PASCAL et La Pascale

Avertissement:

Dans cette page, il sera question de démonstrations, ou tout au moins de leur principe, en sautant quelques détails techniques au profit de la vision générale. Ce qui peut donc demander au lecteur un effort un peu plus soutenu, et un niveau de base en maths dépasant légèrement celui d'un touriste ordinaire...
De fait, les preuves font référence à des connaissances allant du Bac S, pour les plus simples, au Master 1, pour les plus délicates, leur contexte et  leurs outils.
Le lecteur qui n'est pas familier avec la Géométrie Projective... est bien sûr invité à visiter nos pages, mais, techniquement, l'appendice A du livre J. SILVERMAN, J.TATE, Rational Points on Elliptic Curves (Springer-Verlag) contient, avec concision et clarté, tout ce dont il peut avoir besoin pour comprendre. (Voir aussi les quelques liens donnés en références)

Le Théorème de " l'Hexagramme Mystique"

Auteur de cette appellation irrésistible autant que fascinante:
Gottfried Wilhelm Leibniz (1646 - 1716) , ici à l'Université de Leipzig
Rappelons en l'énoncé :

Si un hexagone quelconque ABCDEF (pas nécessairement convexe!) est inscrit dans une conique quelconque, les intersections des côtés n'ayant aucun sommet commun Y = AB DE, Z = BC  EF, X = CD ∩FA sont alignés.

Théorème de Pascal sur l'ellipse
Théorème de Pascal sur le cercle

Preuve n°0: celle que l'on suppose être celle de Pascal

Un énoncé similaire, mais connu depuis l'Antiquité, a pu inspirer notre géomètre:  c'est le Théorème de Pappus , où deux droites remplacent le cercle. Il n'est d'ailleurs pas impossible que Pascal ait médité ce résultat, et qu'il ait eu l'idée qu'il fonctionnait aussi dans le cas du cercle...Vous retrouverez ces deux théorèmes côte à côte dans notre dans notre page Poncelet.

On n'a aucune certitude sur la manière de Pascal, mais on peut raisonnablement penser qu'il a procédé en deux temps:
  1. la preuve dans le cas du cercle (comme dans la figure ci-dessus);
  2. la déduction pour toutes les coniques (ellipse, parabole, hyperbole) par perspective conique: elle est là, la grande idée de Desargues, que Pascal a immédiatement assimilée et qu'il exploite aussitôt, que Carnot relaiera, et qu'enfin Poncelet érigera en une nouvelle géométrie, en 1813: la Géométrie Projective! ( voir notre page dédiée, où l'on retrouvera en vedette ce théorème et sa démonstration...)
Voir à cet endroit de notre page Desargues plus de détails (en quelques dessins) sur cette méthode.

--

§ CONSIGNES:
[1] D'après le texte sur le théorème de Pascal, pourquoi le lecteur devra-t-il fournir un effort plus soutenu qu'à l'ordinaire ? Répondez en une à trois phrases.
[2] Selon le texte sur le théorème de Pascal, en quelle année Poncelet a-t-il érigé la Géométrie Projective en une nouvelle géométrie ?
[3] Rédigez la suite du texte sur le théorème de Pascal à partir de sa dernière phrase.

§ DONNÉES:

--

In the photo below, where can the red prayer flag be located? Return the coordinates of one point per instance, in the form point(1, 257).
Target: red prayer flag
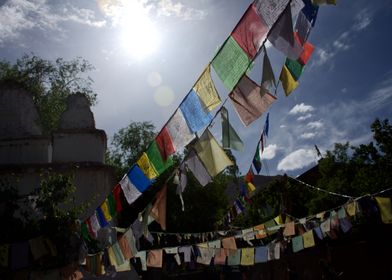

--

§ RÉPONSES:
[1] La page traite de démonstrations, ou du moins de leur principe. Ces preuves font appel à des connaissances qui vont du Bac S, pour les plus simples, au Master 1, pour les plus délicates. Elles exigent donc un niveau de base en mathématiques un peu supérieur à celui d'un lecteur ordinaire.

[2] En 1813.

[3]
Preuve n°1: sur le cercle, en suivant un sujet de Bac "C"

Voici ce problème (Bac C 1969, Académie de Dijon) , tel qu'il apparait dans les annales Vuibert de l'époque :





C'était sans doute un des sujets parmi les plus longs et les plus difficiles pour ce niveau, cette année-là... il ne déparait donc pas pour une entrée en matière de Maths Sup!
La structure du sujet est tout à fait claire: le projecteur est braqué sur une loi  de composition interne sur le cercle, ce qui est plutôt conforme aux canons de l'époque! Le théorème est établi dans la première partie A: c'est l'interprétation géométrique de la résolution de l'équation B * X = A, en admettant l'associativité avant de prouver celle-ci de manière autonome en B et C par deux méthodes différentes. L'algèbre prouve la Géométrie de l'affaire, en résumé!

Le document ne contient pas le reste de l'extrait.